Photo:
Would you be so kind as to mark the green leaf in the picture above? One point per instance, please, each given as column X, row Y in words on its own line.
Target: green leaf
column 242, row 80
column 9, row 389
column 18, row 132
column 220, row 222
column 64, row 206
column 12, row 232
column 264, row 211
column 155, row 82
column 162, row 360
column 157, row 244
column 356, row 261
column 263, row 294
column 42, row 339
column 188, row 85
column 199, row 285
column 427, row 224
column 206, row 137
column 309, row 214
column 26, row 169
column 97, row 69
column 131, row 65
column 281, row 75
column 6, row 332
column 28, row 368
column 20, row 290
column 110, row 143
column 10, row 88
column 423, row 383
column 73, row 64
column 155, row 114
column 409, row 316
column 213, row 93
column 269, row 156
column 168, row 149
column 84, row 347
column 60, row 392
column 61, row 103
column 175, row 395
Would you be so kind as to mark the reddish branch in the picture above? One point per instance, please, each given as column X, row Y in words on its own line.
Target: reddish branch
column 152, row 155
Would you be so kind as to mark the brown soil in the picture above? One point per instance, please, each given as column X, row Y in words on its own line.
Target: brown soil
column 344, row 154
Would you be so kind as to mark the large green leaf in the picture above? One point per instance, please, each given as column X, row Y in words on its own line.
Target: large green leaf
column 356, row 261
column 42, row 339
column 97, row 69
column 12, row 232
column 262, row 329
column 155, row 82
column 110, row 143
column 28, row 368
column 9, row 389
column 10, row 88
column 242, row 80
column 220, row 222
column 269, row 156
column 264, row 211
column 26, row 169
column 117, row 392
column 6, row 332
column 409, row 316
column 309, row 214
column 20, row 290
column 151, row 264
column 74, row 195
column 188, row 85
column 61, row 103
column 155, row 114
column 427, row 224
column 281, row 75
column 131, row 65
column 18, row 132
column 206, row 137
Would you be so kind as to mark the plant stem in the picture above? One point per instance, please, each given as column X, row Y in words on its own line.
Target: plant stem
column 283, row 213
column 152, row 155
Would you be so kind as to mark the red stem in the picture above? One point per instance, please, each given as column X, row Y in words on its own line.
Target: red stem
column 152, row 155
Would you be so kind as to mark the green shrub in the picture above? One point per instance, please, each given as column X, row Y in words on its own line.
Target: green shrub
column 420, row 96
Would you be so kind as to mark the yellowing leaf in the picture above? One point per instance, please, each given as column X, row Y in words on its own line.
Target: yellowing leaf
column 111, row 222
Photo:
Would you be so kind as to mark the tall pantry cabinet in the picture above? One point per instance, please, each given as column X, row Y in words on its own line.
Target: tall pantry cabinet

----------

# TASK TO CARRY OUT
Format every line above as a Markdown table with the columns Row and Line. Number the rows in order and leave out blank lines.

# EXERCISE ANSWER
| Row | Line |
|---|---|
| 1 | Photo: |
| 2 | Would you be so kind as to mark the green leaf in the picture above? One point per instance, please, each given as column X, row Y in words on its own line. |
| 3 | Target: green leaf |
| 4 | column 242, row 80 |
| 5 | column 9, row 389 |
| 6 | column 18, row 132 |
| 7 | column 220, row 222 |
| 8 | column 64, row 206 |
| 9 | column 12, row 232 |
| 10 | column 264, row 211 |
| 11 | column 155, row 82 |
| 12 | column 162, row 360 |
| 13 | column 157, row 244 |
| 14 | column 356, row 261 |
| 15 | column 263, row 294 |
| 16 | column 42, row 339 |
| 17 | column 188, row 85 |
| 18 | column 199, row 285 |
| 19 | column 427, row 224 |
| 20 | column 206, row 137 |
| 21 | column 309, row 214 |
| 22 | column 26, row 169 |
| 23 | column 97, row 69 |
| 24 | column 131, row 65 |
| 25 | column 281, row 75 |
| 26 | column 6, row 332 |
| 27 | column 28, row 368 |
| 28 | column 20, row 290 |
| 29 | column 110, row 143 |
| 30 | column 10, row 88 |
| 31 | column 423, row 383 |
| 32 | column 73, row 64 |
| 33 | column 155, row 114 |
| 34 | column 409, row 316 |
| 35 | column 213, row 93 |
| 36 | column 269, row 156 |
| 37 | column 168, row 149 |
| 38 | column 84, row 347 |
| 39 | column 60, row 392 |
| 40 | column 61, row 103 |
| 41 | column 175, row 395 |
| 42 | Would you be so kind as to mark the reddish branch in the picture above? One point per instance, please, each given as column X, row Y in words on its own line. |
| 43 | Target: reddish branch |
| 44 | column 152, row 155 |
| 45 | Would you be so kind as to mark the brown soil in the picture above? One point per instance, please, each given as column X, row Y in words on its own line. |
| 46 | Target: brown soil |
| 47 | column 344, row 154 |
| 48 | Would you be so kind as to mark the large green leaf in the picture above? One point per instance, please, each given as column X, row Y in words on its own line. |
| 49 | Target: large green leaf |
| 50 | column 356, row 261 |
| 51 | column 42, row 339 |
| 52 | column 97, row 69 |
| 53 | column 12, row 232 |
| 54 | column 262, row 329 |
| 55 | column 155, row 82 |
| 56 | column 110, row 143 |
| 57 | column 28, row 368 |
| 58 | column 9, row 389 |
| 59 | column 10, row 88 |
| 60 | column 242, row 80 |
| 61 | column 220, row 222 |
| 62 | column 269, row 156 |
| 63 | column 264, row 211 |
| 64 | column 26, row 169 |
| 65 | column 117, row 392 |
| 66 | column 6, row 332 |
| 67 | column 409, row 316 |
| 68 | column 309, row 214 |
| 69 | column 20, row 290 |
| 70 | column 151, row 264 |
| 71 | column 74, row 195 |
| 72 | column 188, row 85 |
| 73 | column 61, row 103 |
| 74 | column 155, row 114 |
| 75 | column 427, row 224 |
| 76 | column 281, row 75 |
| 77 | column 131, row 65 |
| 78 | column 18, row 132 |
| 79 | column 206, row 137 |
| 80 | Would you be so kind as to mark the plant stem in the picture above? One point per instance, please, each given as column X, row Y in words on its own line. |
| 81 | Target: plant stem |
| 82 | column 283, row 213 |
| 83 | column 152, row 155 |
| 84 | Would you be so kind as to mark the red stem in the picture above? One point per instance, please, each given as column X, row Y in words on its own line. |
| 85 | Target: red stem |
| 86 | column 152, row 155 |
| 87 | Would you be so kind as to mark the green shrub in the picture above? One point per instance, please, each given as column X, row Y in words on its own line. |
| 88 | Target: green shrub |
| 89 | column 420, row 96 |
| 90 | Would you be so kind as to mark the yellowing leaf in the picture above? One point per instance, please, each given as column X, row Y in words on its own line. |
| 91 | Target: yellowing leaf |
| 92 | column 111, row 222 |
| 93 | Photo: |
| 94 | Would you be so kind as to mark the tall pantry cabinet in the picture above? One point per instance, please, each given as column X, row Y in words on its own line. |
| 95 | Target: tall pantry cabinet |